• [Task details] Under this task are some entries; return every one of them exactly.

• [Given data]

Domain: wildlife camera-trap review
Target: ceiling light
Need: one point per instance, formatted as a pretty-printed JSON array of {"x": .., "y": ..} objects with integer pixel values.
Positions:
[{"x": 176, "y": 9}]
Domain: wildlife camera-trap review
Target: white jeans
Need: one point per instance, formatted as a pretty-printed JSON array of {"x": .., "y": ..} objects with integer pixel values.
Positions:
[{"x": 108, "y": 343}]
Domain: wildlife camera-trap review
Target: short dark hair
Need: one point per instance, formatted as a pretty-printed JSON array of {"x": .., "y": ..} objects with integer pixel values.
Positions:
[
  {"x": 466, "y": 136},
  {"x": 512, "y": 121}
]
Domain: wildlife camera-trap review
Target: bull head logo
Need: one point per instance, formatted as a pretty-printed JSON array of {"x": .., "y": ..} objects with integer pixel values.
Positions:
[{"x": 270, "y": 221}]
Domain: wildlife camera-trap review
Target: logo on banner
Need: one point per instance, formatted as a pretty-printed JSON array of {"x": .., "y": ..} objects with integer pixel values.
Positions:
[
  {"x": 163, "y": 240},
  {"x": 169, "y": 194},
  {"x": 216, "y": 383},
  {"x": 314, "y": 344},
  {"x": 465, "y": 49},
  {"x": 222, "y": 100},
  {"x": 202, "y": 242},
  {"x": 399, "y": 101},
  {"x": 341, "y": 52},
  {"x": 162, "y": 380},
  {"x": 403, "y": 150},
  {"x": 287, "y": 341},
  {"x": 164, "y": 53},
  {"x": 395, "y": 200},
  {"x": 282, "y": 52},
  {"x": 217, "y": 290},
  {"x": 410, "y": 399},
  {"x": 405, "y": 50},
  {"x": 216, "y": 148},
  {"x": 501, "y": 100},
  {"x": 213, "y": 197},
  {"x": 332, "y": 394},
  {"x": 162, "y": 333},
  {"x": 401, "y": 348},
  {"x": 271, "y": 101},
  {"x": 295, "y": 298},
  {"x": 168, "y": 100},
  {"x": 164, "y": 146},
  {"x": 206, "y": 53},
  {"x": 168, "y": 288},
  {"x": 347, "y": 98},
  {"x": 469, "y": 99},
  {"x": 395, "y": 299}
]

• [Response to the task]
Domain: wildlife camera-trap review
Target: ceiling light
Need: one point per instance, formatted as a pretty-printed JSON array of {"x": .., "y": ..} objects with integer pixel values.
Positions:
[{"x": 176, "y": 9}]
Domain: wildlife camera-trap review
Target: white jeans
Need: one point per instance, formatted as a pretty-printed JSON array of {"x": .., "y": ..} objects with integer pixel values.
Positions:
[{"x": 108, "y": 343}]
Domain: wildlife camera-trap review
Target: short dark hair
Need: one point per instance, formatted as a pretty-printed JSON array of {"x": .., "y": ..} objects with integer pixel values.
Positions:
[
  {"x": 466, "y": 136},
  {"x": 512, "y": 121}
]
Domain: wildlife camera-trap review
Target: bull head logo
Need: one point per instance, formatted as a pretty-printed JSON array of {"x": .., "y": ..} objects with integer pixel values.
Positions:
[{"x": 270, "y": 221}]
Domain: wildlife camera-trap review
Target: logo on banner
Need: one point per instance, formatted as a pretty-printed JSON array of {"x": .., "y": ..} objects with integer pixel values.
Positions:
[
  {"x": 163, "y": 240},
  {"x": 169, "y": 194},
  {"x": 216, "y": 383},
  {"x": 314, "y": 344},
  {"x": 465, "y": 49},
  {"x": 222, "y": 100},
  {"x": 202, "y": 242},
  {"x": 399, "y": 101},
  {"x": 341, "y": 52},
  {"x": 162, "y": 380},
  {"x": 403, "y": 150},
  {"x": 287, "y": 341},
  {"x": 164, "y": 53},
  {"x": 395, "y": 200},
  {"x": 282, "y": 52},
  {"x": 217, "y": 290},
  {"x": 410, "y": 399},
  {"x": 405, "y": 50},
  {"x": 216, "y": 148},
  {"x": 501, "y": 100},
  {"x": 213, "y": 197},
  {"x": 332, "y": 394},
  {"x": 162, "y": 333},
  {"x": 401, "y": 348},
  {"x": 271, "y": 101},
  {"x": 295, "y": 298},
  {"x": 168, "y": 100},
  {"x": 164, "y": 146},
  {"x": 206, "y": 53},
  {"x": 168, "y": 288},
  {"x": 347, "y": 98},
  {"x": 469, "y": 99},
  {"x": 395, "y": 299}
]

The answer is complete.